### Objective
Count the lines in the entries below that contain the word "bucket", treating uppercase and lowercase as different. Give only the number.

### Source data
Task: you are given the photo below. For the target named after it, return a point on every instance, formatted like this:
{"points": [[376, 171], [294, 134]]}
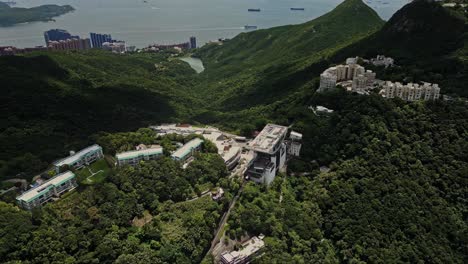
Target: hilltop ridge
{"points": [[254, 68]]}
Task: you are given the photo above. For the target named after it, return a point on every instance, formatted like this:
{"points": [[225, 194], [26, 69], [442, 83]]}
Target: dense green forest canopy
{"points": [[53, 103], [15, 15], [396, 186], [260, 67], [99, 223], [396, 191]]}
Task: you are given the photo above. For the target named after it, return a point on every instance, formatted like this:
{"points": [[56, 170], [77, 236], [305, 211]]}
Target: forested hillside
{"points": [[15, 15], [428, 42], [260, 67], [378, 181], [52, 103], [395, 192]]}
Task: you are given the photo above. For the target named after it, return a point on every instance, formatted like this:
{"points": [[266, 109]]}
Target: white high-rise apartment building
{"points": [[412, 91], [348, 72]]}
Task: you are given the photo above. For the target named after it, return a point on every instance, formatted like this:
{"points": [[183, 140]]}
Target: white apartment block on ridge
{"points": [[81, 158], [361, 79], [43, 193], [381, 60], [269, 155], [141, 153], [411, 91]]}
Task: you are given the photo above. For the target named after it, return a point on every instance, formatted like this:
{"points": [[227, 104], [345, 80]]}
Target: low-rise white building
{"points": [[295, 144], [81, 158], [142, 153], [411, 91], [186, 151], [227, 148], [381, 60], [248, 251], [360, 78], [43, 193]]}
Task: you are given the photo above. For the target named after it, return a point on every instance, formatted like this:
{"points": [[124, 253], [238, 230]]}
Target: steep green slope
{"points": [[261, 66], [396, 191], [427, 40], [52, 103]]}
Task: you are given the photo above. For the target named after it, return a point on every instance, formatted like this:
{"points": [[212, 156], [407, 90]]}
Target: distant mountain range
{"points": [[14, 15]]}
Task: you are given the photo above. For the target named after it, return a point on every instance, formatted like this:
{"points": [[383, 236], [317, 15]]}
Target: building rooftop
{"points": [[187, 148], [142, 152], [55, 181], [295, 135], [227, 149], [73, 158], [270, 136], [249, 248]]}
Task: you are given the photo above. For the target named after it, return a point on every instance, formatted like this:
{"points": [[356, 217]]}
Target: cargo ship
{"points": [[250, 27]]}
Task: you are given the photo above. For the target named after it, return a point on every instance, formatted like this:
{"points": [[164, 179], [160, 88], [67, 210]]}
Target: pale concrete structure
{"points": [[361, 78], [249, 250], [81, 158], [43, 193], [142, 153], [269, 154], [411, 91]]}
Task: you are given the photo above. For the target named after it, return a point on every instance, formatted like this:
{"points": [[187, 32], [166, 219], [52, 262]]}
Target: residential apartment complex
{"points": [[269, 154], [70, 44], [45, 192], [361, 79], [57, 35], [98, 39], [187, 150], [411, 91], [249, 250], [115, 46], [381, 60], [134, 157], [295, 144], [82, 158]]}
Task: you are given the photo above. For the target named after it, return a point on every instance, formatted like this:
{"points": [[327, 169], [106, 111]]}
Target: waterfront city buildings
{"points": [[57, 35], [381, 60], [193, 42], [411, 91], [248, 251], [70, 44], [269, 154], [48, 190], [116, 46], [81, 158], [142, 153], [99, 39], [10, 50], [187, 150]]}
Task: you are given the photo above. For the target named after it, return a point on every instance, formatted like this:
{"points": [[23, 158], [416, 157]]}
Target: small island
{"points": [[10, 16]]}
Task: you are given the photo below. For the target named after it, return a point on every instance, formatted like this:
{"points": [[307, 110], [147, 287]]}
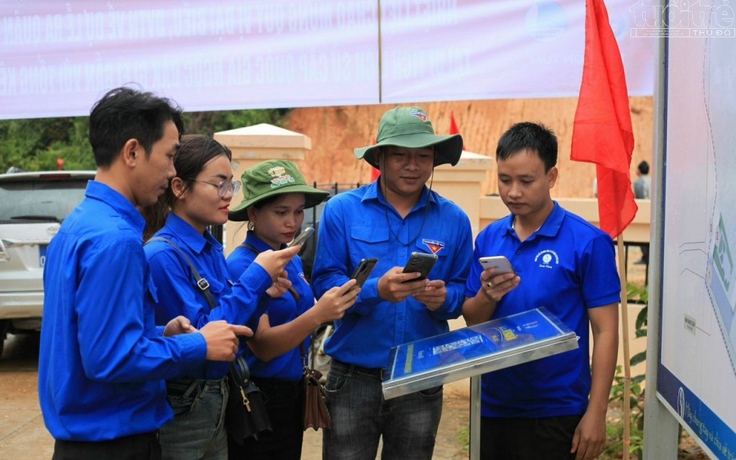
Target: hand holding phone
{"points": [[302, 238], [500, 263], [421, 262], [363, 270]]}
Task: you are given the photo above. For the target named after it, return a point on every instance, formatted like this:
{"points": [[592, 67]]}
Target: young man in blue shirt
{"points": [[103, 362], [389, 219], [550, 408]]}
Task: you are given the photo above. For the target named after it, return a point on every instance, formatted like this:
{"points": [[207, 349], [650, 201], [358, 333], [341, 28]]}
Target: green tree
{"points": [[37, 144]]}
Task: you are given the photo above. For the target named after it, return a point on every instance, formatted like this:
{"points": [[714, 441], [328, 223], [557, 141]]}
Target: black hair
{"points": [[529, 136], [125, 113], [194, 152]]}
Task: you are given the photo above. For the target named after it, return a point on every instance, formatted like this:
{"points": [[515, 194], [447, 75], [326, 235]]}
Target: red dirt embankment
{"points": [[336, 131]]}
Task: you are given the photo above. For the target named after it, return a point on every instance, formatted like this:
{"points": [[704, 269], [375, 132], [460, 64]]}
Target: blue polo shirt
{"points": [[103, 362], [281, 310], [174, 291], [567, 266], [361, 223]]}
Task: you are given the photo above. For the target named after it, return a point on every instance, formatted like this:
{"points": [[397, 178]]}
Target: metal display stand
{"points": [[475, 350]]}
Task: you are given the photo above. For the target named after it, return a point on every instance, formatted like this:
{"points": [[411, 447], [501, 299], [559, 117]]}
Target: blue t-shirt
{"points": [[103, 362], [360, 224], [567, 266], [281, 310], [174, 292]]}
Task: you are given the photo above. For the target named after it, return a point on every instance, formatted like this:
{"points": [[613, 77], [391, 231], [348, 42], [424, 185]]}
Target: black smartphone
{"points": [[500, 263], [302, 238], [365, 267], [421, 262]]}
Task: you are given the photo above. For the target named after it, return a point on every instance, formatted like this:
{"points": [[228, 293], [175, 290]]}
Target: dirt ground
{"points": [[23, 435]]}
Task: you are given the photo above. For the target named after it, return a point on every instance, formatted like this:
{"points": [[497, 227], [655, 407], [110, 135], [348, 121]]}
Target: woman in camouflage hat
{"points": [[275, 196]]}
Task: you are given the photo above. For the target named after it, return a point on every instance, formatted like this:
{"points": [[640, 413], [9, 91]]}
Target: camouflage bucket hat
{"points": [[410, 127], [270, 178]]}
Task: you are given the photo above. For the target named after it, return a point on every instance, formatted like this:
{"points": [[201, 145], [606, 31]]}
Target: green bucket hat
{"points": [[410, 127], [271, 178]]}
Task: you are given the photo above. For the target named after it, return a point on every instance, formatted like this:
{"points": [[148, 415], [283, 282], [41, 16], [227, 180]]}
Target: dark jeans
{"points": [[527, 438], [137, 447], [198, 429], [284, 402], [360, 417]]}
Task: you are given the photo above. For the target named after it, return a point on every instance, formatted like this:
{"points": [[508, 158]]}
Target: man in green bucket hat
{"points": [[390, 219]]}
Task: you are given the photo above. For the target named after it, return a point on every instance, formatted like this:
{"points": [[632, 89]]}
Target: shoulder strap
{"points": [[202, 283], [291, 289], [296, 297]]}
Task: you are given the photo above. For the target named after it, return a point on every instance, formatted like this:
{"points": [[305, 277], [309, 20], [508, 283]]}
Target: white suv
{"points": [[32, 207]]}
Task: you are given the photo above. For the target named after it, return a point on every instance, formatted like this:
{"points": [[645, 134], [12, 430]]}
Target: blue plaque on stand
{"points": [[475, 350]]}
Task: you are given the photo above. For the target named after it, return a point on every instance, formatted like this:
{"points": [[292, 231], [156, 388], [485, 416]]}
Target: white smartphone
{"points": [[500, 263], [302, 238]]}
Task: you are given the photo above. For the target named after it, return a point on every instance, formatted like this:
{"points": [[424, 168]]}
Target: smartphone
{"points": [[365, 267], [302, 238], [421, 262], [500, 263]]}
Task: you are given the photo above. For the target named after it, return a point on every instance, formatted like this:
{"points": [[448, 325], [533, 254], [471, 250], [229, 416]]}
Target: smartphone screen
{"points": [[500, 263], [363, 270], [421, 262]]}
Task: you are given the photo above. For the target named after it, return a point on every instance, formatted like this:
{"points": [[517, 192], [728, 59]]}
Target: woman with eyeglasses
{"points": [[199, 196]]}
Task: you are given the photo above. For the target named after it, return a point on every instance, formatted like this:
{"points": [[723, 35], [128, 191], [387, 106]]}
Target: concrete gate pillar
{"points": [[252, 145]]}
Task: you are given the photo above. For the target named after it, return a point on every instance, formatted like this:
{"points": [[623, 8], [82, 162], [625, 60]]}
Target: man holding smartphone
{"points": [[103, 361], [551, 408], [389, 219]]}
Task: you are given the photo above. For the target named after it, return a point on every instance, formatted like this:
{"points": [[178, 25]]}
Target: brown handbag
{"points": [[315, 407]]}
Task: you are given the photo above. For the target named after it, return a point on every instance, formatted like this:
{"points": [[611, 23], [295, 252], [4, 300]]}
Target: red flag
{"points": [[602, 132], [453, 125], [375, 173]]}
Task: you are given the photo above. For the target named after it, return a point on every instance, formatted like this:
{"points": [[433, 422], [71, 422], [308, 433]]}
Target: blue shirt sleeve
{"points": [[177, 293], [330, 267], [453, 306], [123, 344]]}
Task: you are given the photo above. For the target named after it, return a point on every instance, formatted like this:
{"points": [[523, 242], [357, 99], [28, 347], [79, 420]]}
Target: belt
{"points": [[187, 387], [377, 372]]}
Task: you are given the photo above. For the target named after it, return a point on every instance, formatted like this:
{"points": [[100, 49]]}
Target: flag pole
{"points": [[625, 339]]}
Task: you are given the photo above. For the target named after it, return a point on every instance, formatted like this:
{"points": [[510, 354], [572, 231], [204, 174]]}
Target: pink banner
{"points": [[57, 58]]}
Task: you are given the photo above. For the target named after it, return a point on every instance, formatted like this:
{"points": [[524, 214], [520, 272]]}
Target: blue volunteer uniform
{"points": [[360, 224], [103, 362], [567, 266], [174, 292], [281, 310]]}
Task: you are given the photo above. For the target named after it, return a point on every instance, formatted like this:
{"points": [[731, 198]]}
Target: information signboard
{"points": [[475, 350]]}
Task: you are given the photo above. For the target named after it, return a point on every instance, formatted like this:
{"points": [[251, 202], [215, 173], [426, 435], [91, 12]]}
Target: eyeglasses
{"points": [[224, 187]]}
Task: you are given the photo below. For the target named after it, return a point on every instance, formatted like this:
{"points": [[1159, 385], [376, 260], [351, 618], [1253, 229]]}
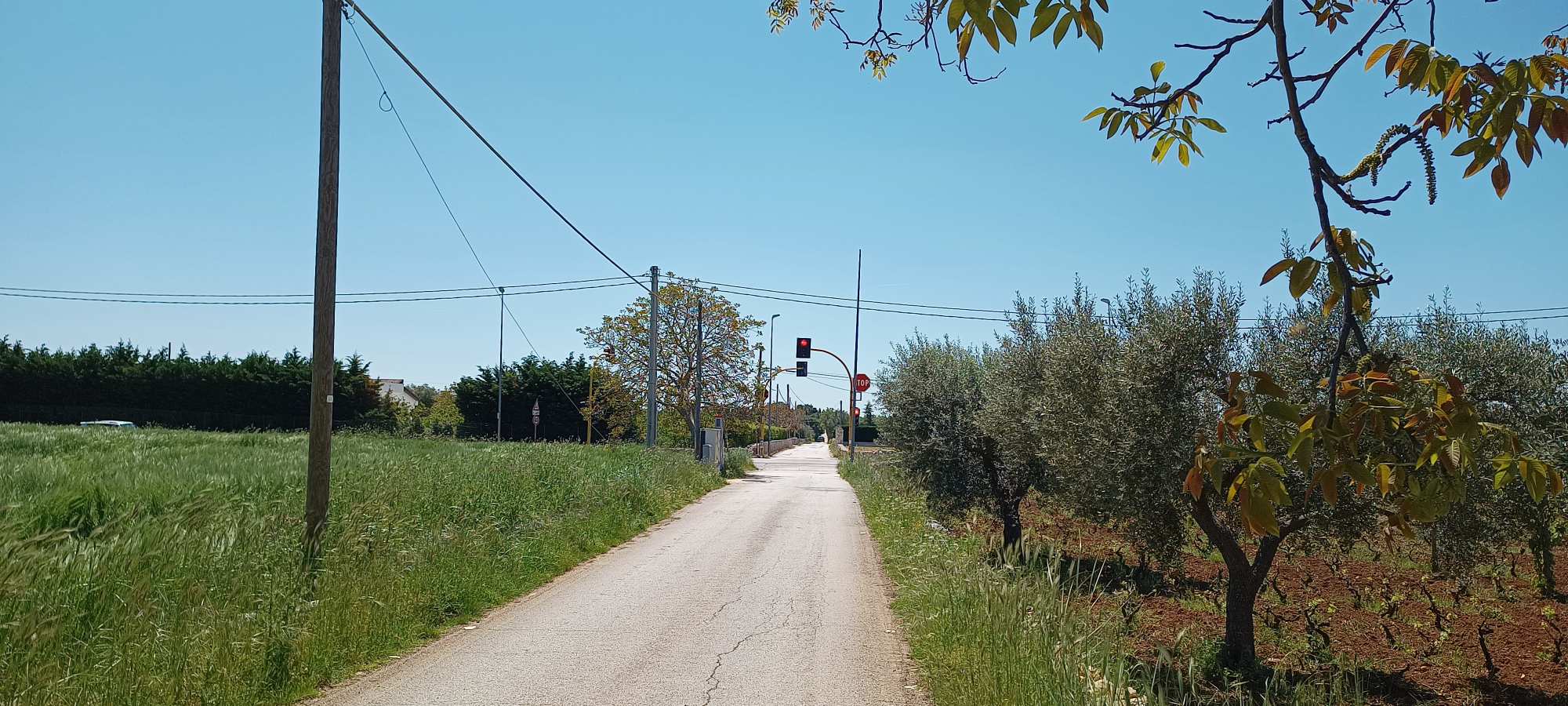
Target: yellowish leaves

### Written solution
3